◆ Kutipan Teks ◆
Ketika Yudi Latif, menegaskan Pancasila dan nilai-nilainya sulit tumbuh subuh apabila warga negaranya lebih berorientasi “the love of power” (cinta kekuasaan) ketimbang “the power of love” (kekuatan cinta), maka kesadaran dan implementasi dari apa yang dipahami oleh Normat Permata dan Weber di atas bisa menjadi jawaban. Menghadirkan agama dalam upaya transformasi sikap menuju orientasi warga negara yang mengutamakan dan mengedepankan “the power of love”.
Padahal telah kita pahami bersama, bahwa Pancasila adalah konsensus bersama para founding fathers (tanpa kecuali perwakilan yang mengatasnamakan Islam pada saat itu), yang berfungsi sebagai “meja statis” dan “leitstar dinamis”. Selain itu sebagai dasar negara, ideologi bangsa dan negara, dan falsafah hidup bangsa, berdasarkan pemahaman dari Philosophische grondslag, dan Welstanschauung.

◆ Catatan dari sumber data ◆

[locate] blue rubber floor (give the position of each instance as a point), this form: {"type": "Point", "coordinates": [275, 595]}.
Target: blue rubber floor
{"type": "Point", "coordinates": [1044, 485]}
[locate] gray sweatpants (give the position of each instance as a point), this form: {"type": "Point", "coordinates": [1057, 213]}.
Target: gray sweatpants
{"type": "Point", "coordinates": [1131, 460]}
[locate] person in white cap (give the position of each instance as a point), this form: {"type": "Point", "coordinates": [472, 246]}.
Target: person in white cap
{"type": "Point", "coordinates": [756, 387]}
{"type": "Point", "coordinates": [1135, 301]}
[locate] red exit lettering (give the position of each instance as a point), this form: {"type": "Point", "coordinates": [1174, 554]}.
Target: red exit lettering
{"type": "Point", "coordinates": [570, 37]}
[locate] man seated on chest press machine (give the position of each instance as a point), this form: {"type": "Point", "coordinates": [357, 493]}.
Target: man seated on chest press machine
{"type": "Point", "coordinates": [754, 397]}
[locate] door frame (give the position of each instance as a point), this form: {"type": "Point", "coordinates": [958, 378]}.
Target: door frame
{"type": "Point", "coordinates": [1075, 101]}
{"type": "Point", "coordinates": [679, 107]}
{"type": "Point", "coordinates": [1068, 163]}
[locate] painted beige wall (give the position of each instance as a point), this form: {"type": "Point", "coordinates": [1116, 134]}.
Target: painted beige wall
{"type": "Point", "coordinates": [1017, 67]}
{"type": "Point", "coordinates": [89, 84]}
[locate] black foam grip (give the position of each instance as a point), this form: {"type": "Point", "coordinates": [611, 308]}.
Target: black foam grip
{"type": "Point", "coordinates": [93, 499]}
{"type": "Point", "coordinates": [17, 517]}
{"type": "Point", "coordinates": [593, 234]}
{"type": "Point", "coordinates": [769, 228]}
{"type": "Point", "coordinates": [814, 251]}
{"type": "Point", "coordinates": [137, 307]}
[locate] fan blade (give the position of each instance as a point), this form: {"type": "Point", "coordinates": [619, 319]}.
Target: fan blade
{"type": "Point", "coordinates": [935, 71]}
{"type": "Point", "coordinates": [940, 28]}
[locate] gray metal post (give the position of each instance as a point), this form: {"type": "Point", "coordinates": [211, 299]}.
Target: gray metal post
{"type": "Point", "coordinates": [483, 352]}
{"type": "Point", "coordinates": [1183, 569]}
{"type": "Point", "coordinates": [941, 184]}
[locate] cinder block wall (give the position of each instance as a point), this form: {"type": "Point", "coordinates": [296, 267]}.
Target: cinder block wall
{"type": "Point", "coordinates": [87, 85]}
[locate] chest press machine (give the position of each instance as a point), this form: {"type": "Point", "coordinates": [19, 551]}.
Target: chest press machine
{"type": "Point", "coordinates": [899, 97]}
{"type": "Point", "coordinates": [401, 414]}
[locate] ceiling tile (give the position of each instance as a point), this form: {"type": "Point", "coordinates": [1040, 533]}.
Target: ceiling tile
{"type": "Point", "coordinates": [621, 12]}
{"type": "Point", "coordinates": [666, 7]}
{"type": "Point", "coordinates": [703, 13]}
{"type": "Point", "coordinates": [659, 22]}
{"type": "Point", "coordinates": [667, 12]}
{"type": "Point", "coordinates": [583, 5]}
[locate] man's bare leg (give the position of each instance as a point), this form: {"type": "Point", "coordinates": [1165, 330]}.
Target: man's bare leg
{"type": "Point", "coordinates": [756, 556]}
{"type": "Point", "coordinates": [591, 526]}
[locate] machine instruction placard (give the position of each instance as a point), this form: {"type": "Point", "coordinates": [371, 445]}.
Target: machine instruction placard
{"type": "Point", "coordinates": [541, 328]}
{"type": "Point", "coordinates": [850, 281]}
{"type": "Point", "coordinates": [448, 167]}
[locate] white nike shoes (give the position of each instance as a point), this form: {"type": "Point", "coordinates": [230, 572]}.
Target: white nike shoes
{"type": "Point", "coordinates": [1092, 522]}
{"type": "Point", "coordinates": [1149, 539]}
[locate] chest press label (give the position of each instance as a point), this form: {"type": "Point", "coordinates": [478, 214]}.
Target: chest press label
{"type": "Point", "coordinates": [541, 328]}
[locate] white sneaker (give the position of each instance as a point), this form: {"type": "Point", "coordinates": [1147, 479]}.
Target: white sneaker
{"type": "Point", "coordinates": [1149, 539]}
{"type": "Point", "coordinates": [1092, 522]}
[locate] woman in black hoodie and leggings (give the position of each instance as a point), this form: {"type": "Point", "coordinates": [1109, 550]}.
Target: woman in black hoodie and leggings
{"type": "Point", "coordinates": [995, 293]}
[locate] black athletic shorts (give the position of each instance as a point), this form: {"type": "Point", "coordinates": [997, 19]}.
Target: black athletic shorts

◆ Ketentuan Latihan ◆
1. Ubah bagian teks tentang Pancasila yang dimulai dari kata-kata "Ketika Yudi Latif, menegaskan" dan berakhir setelah "grondslag, dan Welstanschauung." dengan mengganti "founding fathers" menjadi "pendiri bangsa", lalu tuliskan kembali bagian tersebut.
2. Tuliskan ulang baris-baris entri mulai dari baris yang memuat "[locate] white sneaker" sampai akhir entri, termasuk permintaannya. Tambahkan 95 pada setiap angka koordinat di jawaban, tetapi biarkan contoh format dalam permintaan tidak berubah.

◆ Hasil Berurutan ◆
1.
Ketika Yudi Latif, menegaskan Pancasila dan nilai-nilainya sulit tumbuh subuh apabila warga negaranya lebih berorientasi “the love of power” (cinta kekuasaan) ketimbang “the power of love” (kekuatan cinta), maka kesadaran dan implementasi dari apa yang dipahami oleh Normat Permata dan Weber di atas bisa menjadi jawaban. Menghadirkan agama dalam upaya transformasi sikap menuju orientasi warga negara yang mengutamakan dan mengedepankan “the power of love”.
Padahal telah kita pahami bersama, bahwa Pancasila adalah konsensus bersama para pendiri bangsa (tanpa kecuali perwakilan yang mengatasnamakan Islam pada saat itu), yang berfungsi sebagai “meja statis” dan “leitstar dinamis”. Selain itu sebagai dasar negara, ideologi bangsa dan negara, dan falsafah hidup bangsa, berdasarkan pemahaman dari Philosophische grondslag, dan Welstanschauung.

2.
[locate] white sneaker (give the position of each instance as a point), this form: {"type": "Point", "coordinates": [1147, 479]}.
Target: white sneaker
{"type": "Point", "coordinates": [1244, 634]}
{"type": "Point", "coordinates": [1187, 617]}
[locate] woman in black hoodie and leggings (give the position of each instance as a point), this form: {"type": "Point", "coordinates": [1109, 550]}.
Target: woman in black hoodie and leggings
{"type": "Point", "coordinates": [1090, 388]}
[locate] black athletic shorts (give the position of each instance as a point), this form: {"type": "Point", "coordinates": [997, 19]}.
Target: black athletic shorts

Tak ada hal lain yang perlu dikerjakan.